- [Written request] Gather every line of the data below that contains the string "neck" and copy each one in full. Matching is case-sensitive.

- [Dataset extract]

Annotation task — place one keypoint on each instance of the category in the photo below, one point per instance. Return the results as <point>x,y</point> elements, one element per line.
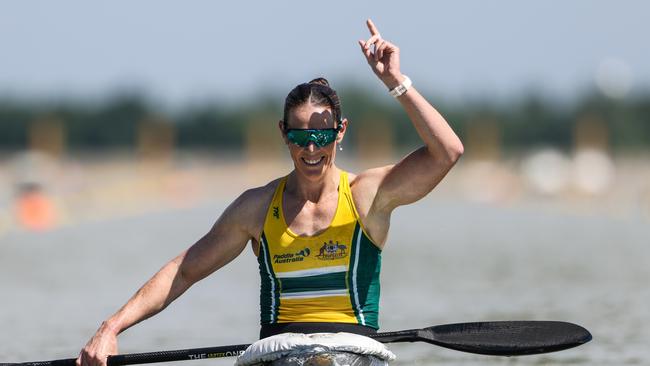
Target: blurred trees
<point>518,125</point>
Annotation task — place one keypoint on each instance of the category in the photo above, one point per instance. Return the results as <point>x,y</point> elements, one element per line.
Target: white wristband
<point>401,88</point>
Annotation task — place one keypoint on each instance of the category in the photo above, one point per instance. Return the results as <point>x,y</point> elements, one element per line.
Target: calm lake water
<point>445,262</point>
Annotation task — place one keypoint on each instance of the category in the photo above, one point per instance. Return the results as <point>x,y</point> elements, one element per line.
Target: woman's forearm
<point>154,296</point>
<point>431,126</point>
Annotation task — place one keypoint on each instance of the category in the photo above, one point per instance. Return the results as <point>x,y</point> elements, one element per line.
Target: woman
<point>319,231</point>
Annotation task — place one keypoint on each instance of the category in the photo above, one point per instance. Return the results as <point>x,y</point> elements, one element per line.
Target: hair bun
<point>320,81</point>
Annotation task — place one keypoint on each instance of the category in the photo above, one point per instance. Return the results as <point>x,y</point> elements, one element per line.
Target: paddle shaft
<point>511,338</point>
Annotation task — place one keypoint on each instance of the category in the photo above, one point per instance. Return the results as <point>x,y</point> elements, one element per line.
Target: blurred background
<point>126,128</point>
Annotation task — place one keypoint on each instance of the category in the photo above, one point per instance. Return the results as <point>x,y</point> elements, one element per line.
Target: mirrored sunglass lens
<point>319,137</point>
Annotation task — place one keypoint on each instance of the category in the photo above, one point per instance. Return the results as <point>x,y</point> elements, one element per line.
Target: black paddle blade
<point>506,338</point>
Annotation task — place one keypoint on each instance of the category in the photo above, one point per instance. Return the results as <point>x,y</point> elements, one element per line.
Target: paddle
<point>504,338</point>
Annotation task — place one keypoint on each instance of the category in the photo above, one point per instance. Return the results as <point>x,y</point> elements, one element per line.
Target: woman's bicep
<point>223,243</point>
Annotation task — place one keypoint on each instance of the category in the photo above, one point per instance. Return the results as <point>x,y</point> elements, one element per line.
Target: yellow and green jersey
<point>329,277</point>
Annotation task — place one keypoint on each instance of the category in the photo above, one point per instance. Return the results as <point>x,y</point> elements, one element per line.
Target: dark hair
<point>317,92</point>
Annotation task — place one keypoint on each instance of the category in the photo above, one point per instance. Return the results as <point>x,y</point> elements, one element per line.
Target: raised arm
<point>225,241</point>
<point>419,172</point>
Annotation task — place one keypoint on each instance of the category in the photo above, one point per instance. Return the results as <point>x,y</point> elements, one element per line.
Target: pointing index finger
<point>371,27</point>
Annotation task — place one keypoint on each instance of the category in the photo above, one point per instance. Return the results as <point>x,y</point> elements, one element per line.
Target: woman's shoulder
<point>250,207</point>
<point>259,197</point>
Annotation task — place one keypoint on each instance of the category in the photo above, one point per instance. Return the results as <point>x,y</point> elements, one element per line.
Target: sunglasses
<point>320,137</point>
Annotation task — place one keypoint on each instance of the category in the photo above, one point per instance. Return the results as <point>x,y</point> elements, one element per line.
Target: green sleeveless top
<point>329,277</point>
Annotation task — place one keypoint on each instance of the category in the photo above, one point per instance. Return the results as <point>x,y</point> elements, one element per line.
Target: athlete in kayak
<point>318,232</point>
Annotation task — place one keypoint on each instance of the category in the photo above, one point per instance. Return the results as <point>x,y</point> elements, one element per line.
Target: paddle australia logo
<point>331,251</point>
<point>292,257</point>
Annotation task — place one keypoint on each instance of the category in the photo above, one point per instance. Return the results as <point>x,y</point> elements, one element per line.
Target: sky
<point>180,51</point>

* * *

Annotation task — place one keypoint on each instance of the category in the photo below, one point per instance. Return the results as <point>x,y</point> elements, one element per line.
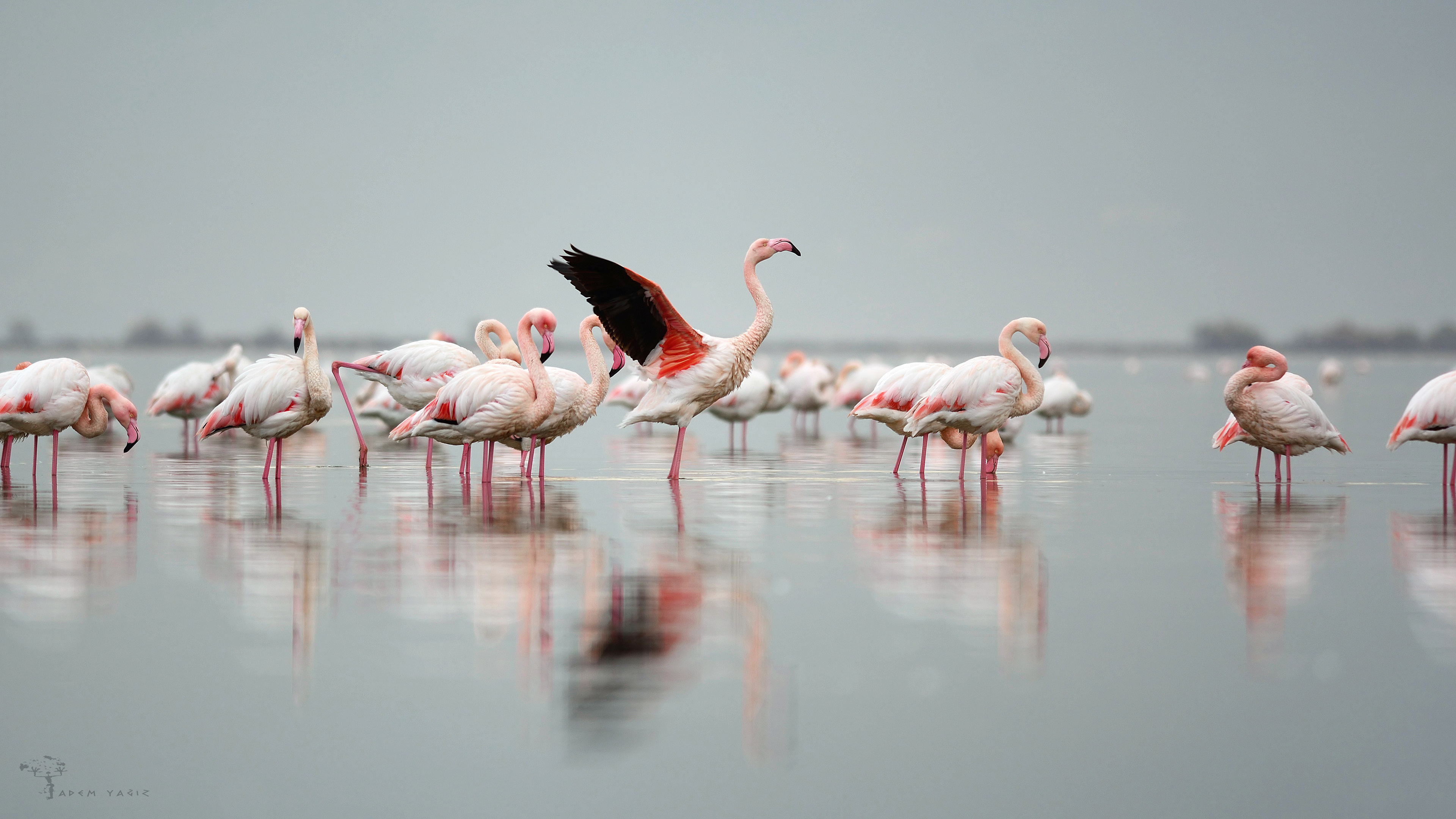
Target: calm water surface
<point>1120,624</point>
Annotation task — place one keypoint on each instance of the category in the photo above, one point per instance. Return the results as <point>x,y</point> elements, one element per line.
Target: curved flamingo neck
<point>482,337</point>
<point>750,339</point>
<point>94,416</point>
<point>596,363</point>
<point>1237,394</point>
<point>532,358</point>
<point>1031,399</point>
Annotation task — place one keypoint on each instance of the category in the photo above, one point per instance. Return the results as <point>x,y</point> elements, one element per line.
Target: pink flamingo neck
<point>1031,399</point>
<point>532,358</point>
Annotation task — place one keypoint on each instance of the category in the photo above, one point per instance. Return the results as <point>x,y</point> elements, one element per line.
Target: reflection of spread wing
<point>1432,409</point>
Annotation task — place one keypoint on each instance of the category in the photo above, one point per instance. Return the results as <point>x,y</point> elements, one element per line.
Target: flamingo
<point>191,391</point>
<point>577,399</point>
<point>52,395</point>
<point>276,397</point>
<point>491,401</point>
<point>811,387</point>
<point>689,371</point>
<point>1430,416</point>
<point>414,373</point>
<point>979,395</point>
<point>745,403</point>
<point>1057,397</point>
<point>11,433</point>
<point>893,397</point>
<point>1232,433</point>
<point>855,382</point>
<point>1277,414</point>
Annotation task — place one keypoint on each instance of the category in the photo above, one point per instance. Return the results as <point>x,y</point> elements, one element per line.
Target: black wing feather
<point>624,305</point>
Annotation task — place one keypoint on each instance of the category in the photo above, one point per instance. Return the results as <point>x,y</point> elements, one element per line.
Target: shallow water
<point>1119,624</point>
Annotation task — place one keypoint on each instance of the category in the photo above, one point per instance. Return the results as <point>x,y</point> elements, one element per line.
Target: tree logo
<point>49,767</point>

- [Output for this task]
Target: curved flamingo neck
Target: pink flamingo neck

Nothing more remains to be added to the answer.